Point localization data:
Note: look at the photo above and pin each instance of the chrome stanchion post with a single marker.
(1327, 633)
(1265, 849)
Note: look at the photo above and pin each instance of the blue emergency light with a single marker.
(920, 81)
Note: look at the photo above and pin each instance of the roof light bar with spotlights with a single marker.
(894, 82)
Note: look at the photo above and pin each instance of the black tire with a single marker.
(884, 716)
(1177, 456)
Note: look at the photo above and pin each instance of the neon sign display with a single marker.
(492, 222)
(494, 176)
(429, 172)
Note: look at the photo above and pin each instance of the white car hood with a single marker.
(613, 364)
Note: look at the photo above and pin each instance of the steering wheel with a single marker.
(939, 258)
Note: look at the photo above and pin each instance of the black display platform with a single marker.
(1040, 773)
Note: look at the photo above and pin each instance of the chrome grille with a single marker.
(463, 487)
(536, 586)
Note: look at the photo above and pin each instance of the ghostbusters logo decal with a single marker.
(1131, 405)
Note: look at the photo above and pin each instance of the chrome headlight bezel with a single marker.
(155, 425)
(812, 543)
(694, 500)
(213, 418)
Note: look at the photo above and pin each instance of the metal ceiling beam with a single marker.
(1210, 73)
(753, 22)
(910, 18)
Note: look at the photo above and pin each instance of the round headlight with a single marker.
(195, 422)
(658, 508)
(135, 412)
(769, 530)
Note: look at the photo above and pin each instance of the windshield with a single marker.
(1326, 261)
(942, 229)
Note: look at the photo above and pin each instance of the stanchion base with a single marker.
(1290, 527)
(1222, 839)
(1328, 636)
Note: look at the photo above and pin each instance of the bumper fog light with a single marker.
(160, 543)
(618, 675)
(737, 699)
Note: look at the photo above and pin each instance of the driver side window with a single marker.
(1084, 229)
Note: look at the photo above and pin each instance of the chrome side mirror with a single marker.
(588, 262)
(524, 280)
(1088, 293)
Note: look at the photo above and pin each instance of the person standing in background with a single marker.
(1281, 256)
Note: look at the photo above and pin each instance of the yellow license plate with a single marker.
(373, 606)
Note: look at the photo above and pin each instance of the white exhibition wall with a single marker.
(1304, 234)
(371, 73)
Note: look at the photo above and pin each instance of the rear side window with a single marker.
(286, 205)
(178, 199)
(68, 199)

▸ **EXERCISE DIRECTIONS**
Each entry shown above must be retyped word for word.

▸ **EXERCISE SOLUTION**
Note: look at the photo above and pin each instance of the chrome stanchion post with a single marker.
(1327, 633)
(1265, 849)
Note: look at the photo above and pin each instance of the blue emergency light with a single marker.
(920, 81)
Note: look at the photo above and pin each instance of the roof light bar with spotlights with a single marker.
(894, 82)
Note: look at the photo above and pin each instance of the black tire with a single marker.
(884, 716)
(1177, 456)
Note: look at the photo above and pin each instance of the neon sign display with a single marker.
(492, 222)
(494, 176)
(429, 172)
Note: look at the photo above and pin each instance of the white car hood with a single marker.
(613, 364)
Note: look at the photo above and pin each instance of the steering wheel with a single marker.
(939, 258)
Note: look at the photo above and pin each instance of the black display platform with a single marker.
(1040, 773)
Note: look at the photo above and pin each instance of the chrome grille with a single marker.
(463, 487)
(536, 586)
Note: look at the photo above and pin each instance of the ghostbusters logo decal with a single marker.
(1131, 405)
Note: look at the photo above and pin each instance of the chrome headlight bezel with a single marker.
(155, 425)
(812, 543)
(694, 500)
(213, 418)
Note: look at the photo above and pin each instance of the metal ceiling beam with a single marker.
(1210, 73)
(753, 22)
(910, 18)
Note: look at the photo above and pin each instance of the round headlight with a single marker.
(195, 422)
(658, 508)
(135, 412)
(769, 530)
Note: look at the photo above and pin each instance of the windshield with a single marker.
(1326, 261)
(942, 229)
Note: look at the photo above and pin each instance of the stanchion base with a single marker.
(1290, 527)
(1222, 839)
(1328, 636)
Note: look at the photo above and pin each instance of the bumper fog light with a single marker.
(160, 543)
(618, 675)
(737, 699)
Note: look at the photo above and pin each instance of the driver side window with a single marker.
(1084, 229)
Note: look at the photo above and pin each instance of the chrome side mirror with a single marker.
(588, 262)
(524, 280)
(1088, 293)
Note: look at the photo above and pin each instance of the person standing in background with a single marker.
(1281, 256)
Note: look at the photo above and pin each instance of the yellow license plate with a single marker.
(373, 606)
Note: look at the photo above and pin each instance of the white exhibition wall with a single marker.
(1304, 234)
(371, 73)
Note: look at the photo above and pin each instance of the rear side window with a single marker.
(286, 205)
(178, 199)
(68, 199)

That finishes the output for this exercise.